* _Problem details_: According to the passage about Pernau, what was the village's population in 1941?

* _Document text_:

By the early 1950’s, Pernau that used to produce a surplus of food supplies,
moved to the brink of starvation. The independent farms disappeared. With the
loss of an additional 100 people after the failed revolution of 1956 and the
exodus of the young people from their isolated village, Pernau’s population of
632 in 1941 had dwindled to about 380 by 2000. The cultures of Hungary’s
ethnic minorities were systematically suppressed. German was not taught in
schools. The children of ethnic Germans were kept from attending secondary
schools and universities. Pernau also lost its position as administrative center
of the region, its school, its doctor, pharmacist and priest.
By 1989 when the Iron Curtain came down and the communist system collapsed, the
people didn’t want their land back because they had lost the means and desire
to cultivate it. Farming, which had sustained Pernau’s village life for
centuries, was gone. Today, no one still owns horses or cows or any other farm
animals. Old wagons, plows, harrows and pitchforks rust and rot in decaying
barns. People find work outside of the village, many of them returning only on
weekends to a peaceful and sleepy bedroom community. The streets are normally
deserted because children as well as adults prefer the privacy of their yards,
their homes and the virtual world on TV. The lively social interaction of the
old days has largely disappeared.

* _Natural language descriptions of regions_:
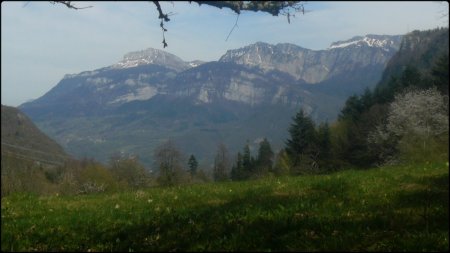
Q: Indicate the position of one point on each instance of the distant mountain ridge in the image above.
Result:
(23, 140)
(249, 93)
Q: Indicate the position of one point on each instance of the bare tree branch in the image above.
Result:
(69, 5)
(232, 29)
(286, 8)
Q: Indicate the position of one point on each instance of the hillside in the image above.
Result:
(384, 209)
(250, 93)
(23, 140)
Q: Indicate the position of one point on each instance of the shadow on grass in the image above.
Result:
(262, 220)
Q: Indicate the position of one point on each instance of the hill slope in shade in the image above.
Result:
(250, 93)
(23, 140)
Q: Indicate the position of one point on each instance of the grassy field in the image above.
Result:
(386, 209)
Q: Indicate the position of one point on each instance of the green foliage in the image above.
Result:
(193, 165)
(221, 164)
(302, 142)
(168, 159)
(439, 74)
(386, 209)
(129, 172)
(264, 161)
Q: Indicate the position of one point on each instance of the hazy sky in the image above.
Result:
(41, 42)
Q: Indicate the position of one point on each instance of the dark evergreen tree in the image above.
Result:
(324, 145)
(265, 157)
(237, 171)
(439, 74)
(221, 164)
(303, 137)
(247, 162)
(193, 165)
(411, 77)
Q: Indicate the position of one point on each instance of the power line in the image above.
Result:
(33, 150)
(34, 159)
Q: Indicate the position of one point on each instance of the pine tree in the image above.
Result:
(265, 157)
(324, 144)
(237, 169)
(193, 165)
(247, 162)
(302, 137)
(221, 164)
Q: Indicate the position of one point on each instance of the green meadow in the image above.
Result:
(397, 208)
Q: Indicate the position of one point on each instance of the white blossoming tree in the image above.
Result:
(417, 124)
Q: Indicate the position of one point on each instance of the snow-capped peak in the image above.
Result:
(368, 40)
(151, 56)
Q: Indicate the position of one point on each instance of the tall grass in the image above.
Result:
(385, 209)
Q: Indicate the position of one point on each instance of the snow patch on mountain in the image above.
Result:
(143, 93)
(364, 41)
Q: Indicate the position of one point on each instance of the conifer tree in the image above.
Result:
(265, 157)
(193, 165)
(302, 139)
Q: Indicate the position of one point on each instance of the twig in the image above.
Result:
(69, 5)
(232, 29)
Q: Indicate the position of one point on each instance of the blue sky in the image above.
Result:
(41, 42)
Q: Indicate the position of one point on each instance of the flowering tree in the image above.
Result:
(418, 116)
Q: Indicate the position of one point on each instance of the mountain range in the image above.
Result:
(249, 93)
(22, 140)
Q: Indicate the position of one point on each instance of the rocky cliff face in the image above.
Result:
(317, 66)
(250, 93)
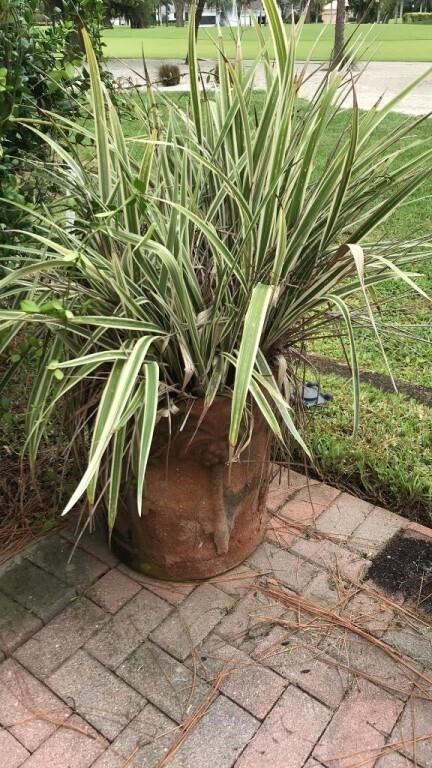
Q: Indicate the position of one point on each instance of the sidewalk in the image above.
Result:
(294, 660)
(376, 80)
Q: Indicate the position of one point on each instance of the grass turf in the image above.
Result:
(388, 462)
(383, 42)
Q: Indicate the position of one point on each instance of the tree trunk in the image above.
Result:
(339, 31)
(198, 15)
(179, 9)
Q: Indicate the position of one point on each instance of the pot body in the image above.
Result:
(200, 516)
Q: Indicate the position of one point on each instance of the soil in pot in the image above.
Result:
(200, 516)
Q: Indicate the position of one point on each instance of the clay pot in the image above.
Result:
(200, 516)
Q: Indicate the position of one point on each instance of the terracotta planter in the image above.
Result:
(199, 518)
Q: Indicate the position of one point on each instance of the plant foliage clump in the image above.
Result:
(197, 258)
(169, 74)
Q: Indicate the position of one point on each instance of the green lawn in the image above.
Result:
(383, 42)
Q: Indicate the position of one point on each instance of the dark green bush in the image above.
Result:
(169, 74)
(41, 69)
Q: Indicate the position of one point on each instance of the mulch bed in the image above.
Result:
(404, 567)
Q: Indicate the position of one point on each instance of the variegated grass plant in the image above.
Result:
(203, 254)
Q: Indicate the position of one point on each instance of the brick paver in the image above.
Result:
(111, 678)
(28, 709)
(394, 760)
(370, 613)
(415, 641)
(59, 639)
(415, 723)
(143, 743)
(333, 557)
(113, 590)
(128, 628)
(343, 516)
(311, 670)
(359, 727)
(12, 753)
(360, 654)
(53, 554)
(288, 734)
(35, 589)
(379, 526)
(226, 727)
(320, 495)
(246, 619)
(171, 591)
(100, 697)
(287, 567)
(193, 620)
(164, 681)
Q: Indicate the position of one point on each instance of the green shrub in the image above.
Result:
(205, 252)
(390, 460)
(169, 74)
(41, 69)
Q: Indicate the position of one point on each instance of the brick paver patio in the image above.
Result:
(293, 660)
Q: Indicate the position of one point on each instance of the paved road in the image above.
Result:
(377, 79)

==

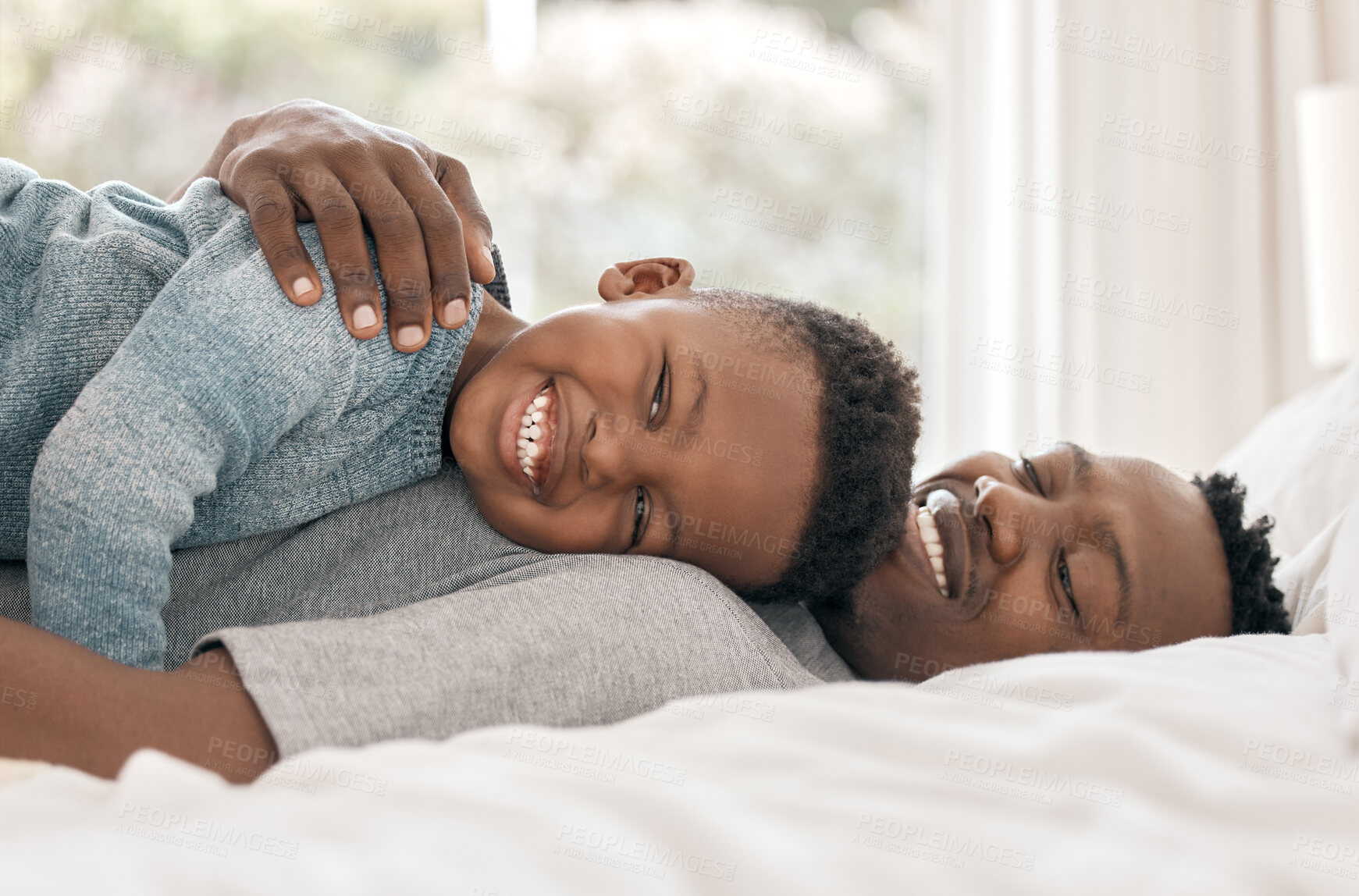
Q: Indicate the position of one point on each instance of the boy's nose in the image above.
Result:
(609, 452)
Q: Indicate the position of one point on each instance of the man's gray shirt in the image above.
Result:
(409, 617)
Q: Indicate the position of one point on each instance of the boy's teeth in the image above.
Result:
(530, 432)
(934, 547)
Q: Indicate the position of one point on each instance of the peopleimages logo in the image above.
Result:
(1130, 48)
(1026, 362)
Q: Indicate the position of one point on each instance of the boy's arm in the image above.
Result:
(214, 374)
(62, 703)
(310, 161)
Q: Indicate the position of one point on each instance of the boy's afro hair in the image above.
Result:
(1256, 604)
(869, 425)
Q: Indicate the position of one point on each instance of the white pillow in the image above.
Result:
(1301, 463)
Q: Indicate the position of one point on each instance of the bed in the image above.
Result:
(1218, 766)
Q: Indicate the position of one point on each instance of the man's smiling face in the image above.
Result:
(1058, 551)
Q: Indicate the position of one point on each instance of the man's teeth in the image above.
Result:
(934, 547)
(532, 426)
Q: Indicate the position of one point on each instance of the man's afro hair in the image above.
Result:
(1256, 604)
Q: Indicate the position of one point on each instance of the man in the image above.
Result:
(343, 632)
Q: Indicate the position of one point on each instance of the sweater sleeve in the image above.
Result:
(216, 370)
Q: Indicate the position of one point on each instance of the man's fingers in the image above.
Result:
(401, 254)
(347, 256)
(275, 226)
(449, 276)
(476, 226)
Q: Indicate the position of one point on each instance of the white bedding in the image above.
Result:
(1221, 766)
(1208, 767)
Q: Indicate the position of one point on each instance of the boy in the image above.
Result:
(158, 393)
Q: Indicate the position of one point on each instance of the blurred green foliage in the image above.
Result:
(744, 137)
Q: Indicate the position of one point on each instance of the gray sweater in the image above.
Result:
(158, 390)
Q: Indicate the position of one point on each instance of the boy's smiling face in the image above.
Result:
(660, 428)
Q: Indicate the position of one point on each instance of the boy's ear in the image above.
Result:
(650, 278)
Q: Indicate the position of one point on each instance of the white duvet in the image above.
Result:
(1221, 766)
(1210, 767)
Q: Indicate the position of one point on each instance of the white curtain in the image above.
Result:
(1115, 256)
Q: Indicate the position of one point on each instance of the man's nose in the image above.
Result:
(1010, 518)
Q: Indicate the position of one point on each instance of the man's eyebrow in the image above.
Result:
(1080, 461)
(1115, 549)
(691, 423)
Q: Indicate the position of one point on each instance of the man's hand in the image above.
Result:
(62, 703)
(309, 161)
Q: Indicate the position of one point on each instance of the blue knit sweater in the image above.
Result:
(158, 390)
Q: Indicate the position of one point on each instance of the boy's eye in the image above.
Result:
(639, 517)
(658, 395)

* _Task response_: 632